**Challenge:** Transcribe the Grenzfurthner text below word for word, between "As a child, Grenzfurthner" and "and in lectures.", inclusive.

**Source:**
>> BEGIN

As a child, Grenzfurthner spent a lot of time at his grandparents' farm in the small village of Unterzögersdorf (a cadastral municipality of Stockerau). His grandparents' stories about Nazism, World War II and the Soviet occupation in allied-occupied Austria (1945–1955) influenced monochrom's long-term project Soviet Unterzoegersdorf.

Controversy 
Grenzfurthner's name was one of 200 activists, politicians, and artists from Germany, Switzerland and Austria (only one of a total of 10 Austrian names) that were published on an ultra-right doxing list distributed on a variety of online platforms in December 2018 and January 2019. The list's extremist creators threatened "#wirkriegeneuchallee" (sic!) – "We will get you all". Grenzfurthner openly addressed this on online platforms and in lectures.

An artistic fake image posted by Grenzfurthner in July 2021 on his Twitter account sparked some controversy on social media and in the news.

Jean Peters reports in his book "Wenn die Hoffnung stirbt, geht's trotzdem weiter" (2021, translation from German) about a special form of anti-fascist prank Grenzfurthner staged:
Austrian artist Johannes Grenzfurthner, who himself has also published on context hacking, mingled in disguise with a Nazi demonstration in Bavaria in the spring of 2005. When cameras passed by, he made the forbidden Hitler salute. When he started doing so, the dam quickly broke; everyone around him joined in. In doing so, he had created media images showing the group as it really was. It turned bizarre when a few of them then approached him and said, "Stop, stop!" which, coming from a Nazi, sounded like a performative peculiarity, "we're not allowed to do that here." Whether over-affirmation or mimicry, the point is to make truly visible what would rather remain hidden behind a facade of self-righteousness.

>> END

**Data lines:**
>> BEGIN

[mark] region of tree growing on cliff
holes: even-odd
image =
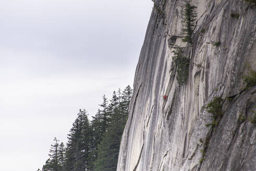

>> END

**Answer for this exercise:**
As a child, Grenzfurthner spent a lot of time at his grandparents' farm in the small village of Unterzögersdorf (a cadastral municipality of Stockerau). His grandparents' stories about Nazism, World War II and the Soviet occupation in allied-occupied Austria (1945–1955) influenced monochrom's long-term project Soviet Unterzoegersdorf.

Controversy 
Grenzfurthner's name was one of 200 activists, politicians, and artists from Germany, Switzerland and Austria (only one of a total of 10 Austrian names) that were published on an ultra-right doxing list distributed on a variety of online platforms in December 2018 and January 2019. The list's extremist creators threatened "#wirkriegeneuchallee" (sic!) – "We will get you all". Grenzfurthner openly addressed this on online platforms and in lectures.